> _Text under study_:
But this implies that the frequency of the aa genotype has a non-uniform prior probability distribution

P(q²>.25) = .5.

My ignorance concerning q has become rather definite knowledge concerning q² (which, if there is genetic dominance at the locus, would be the frequency of recessive homozygotes; as in Mendel’s short pea plants, this is a very common way in which we observe the data). This apparent conversion of ‘ignorance’ to ‘knowledge’ will be generally so: prior probabilities are not invariant to parameter transformation (in this case, the transformation is the squaring of q). And even more generally, there will be no unique, objective distribution for ignorance. Lacking a genuine prior distribution (which we do have in the diagnosis example above), reasonable men may disagree on how to represent their ignorance. As Royall (1997) put it, “pure ignorance cannot be represented by a probability distribution”.

Bayesian inference

Bayesians proceed by using Bayes’ Postulate as a starting point, and then update their beliefs by using Bayes’ Theorem:

Posterior probability ∝ Likelihood × Prior probability

which can also be given as

Posterior opinion ∝ Likelihood × Prior opinion.

> _Data shown_:

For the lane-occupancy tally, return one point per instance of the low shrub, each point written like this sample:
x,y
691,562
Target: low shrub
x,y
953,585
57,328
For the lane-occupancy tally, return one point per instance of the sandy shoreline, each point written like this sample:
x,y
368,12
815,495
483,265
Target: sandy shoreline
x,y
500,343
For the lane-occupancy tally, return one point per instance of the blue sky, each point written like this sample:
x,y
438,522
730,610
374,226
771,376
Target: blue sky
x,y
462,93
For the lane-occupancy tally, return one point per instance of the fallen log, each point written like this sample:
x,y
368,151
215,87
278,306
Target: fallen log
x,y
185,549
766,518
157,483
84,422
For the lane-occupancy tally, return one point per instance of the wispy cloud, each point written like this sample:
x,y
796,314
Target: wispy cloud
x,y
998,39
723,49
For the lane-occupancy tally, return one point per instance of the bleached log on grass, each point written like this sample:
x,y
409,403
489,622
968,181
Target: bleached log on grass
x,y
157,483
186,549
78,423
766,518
...
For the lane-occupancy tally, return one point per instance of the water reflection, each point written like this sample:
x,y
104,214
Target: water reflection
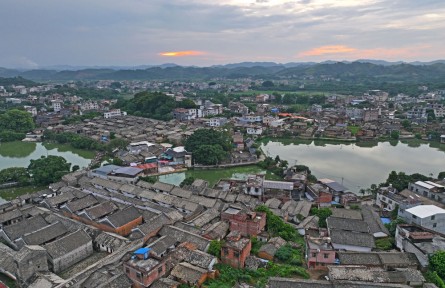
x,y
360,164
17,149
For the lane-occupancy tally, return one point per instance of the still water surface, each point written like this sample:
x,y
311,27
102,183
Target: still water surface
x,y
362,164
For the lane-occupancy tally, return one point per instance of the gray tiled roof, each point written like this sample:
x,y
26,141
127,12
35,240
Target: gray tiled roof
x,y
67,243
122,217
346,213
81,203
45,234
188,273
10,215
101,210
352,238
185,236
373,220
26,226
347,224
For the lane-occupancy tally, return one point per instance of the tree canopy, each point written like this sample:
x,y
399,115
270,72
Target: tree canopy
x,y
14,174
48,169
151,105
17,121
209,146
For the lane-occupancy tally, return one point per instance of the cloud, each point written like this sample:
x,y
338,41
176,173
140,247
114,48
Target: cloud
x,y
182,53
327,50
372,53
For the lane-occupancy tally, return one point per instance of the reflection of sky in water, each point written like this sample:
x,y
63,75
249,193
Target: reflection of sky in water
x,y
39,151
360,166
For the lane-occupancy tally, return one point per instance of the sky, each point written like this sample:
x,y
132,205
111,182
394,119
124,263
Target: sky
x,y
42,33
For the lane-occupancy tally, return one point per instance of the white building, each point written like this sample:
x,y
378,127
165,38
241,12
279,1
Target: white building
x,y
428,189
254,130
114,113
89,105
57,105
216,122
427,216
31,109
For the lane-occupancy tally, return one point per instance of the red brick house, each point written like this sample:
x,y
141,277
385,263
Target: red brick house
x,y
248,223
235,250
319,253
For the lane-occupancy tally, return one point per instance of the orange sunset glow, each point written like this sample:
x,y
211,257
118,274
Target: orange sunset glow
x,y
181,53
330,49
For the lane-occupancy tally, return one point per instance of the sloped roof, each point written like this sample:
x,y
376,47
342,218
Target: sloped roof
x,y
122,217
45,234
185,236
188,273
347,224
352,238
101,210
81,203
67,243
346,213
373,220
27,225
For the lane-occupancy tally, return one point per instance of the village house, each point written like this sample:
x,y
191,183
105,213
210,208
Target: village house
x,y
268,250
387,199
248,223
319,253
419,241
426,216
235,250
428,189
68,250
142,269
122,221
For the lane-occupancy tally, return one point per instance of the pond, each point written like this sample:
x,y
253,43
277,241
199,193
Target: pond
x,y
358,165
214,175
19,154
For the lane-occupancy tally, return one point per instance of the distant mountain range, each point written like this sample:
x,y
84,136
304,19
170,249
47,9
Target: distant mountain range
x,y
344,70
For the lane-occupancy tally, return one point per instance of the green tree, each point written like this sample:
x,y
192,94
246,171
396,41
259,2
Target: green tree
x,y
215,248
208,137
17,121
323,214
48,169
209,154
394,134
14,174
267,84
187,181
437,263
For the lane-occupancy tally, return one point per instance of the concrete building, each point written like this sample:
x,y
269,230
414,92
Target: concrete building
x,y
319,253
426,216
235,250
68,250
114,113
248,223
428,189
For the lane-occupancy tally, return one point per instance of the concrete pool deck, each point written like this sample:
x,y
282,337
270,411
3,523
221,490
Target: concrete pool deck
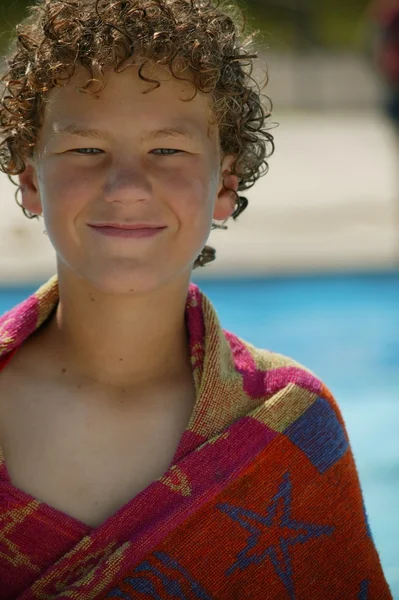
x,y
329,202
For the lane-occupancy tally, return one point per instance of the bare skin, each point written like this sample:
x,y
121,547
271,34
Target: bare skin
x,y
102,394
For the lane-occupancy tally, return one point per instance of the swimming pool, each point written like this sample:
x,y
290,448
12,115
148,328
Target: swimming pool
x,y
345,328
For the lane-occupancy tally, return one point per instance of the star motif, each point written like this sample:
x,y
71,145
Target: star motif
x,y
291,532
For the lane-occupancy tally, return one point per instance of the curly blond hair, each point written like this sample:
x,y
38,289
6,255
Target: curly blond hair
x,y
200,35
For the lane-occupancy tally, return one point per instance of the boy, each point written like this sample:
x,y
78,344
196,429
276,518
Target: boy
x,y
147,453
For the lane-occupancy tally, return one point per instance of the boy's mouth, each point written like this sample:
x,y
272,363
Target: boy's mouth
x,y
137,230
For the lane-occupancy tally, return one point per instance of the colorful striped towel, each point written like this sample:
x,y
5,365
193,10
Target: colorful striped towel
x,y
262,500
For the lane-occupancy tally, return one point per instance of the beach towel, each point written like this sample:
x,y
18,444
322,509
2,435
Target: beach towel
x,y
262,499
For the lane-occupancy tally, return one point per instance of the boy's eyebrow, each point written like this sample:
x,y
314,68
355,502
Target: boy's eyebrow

> _What you should do_:
Reproduce the passage on prior probabilities and Bayesian inference in full, with no changes.

> _Result_:
But this implies that the frequency of the aa genotype has a non-uniform prior probability distribution

P(q²>.25) = .5.

My ignorance concerning q has become rather definite knowledge concerning q² (which, if there is genetic dominance at the locus, would be the frequency of recessive homozygotes; as in Mendel’s short pea plants, this is a very common way in which we observe the data). This apparent conversion of ‘ignorance’ to ‘knowledge’ will be generally so: prior probabilities are not invariant to parameter transformation (in this case, the transformation is the squaring of q). And even more generally, there will be no unique, objective distribution for ignorance. Lacking a genuine prior distribution (which we do have in the diagnosis example above), reasonable men may disagree on how to represent their ignorance. As Royall (1997) put it, “pure ignorance cannot be represented by a probability distribution”.

Bayesian inference

Bayesians proceed by using Bayes’ Postulate as a starting point, and then update their beliefs by using Bayes’ Theorem:

Posterior probability ∝ Likelihood × Prior probability

which can also be given as

Posterior opinion ∝ Likelihood × Prior opinion.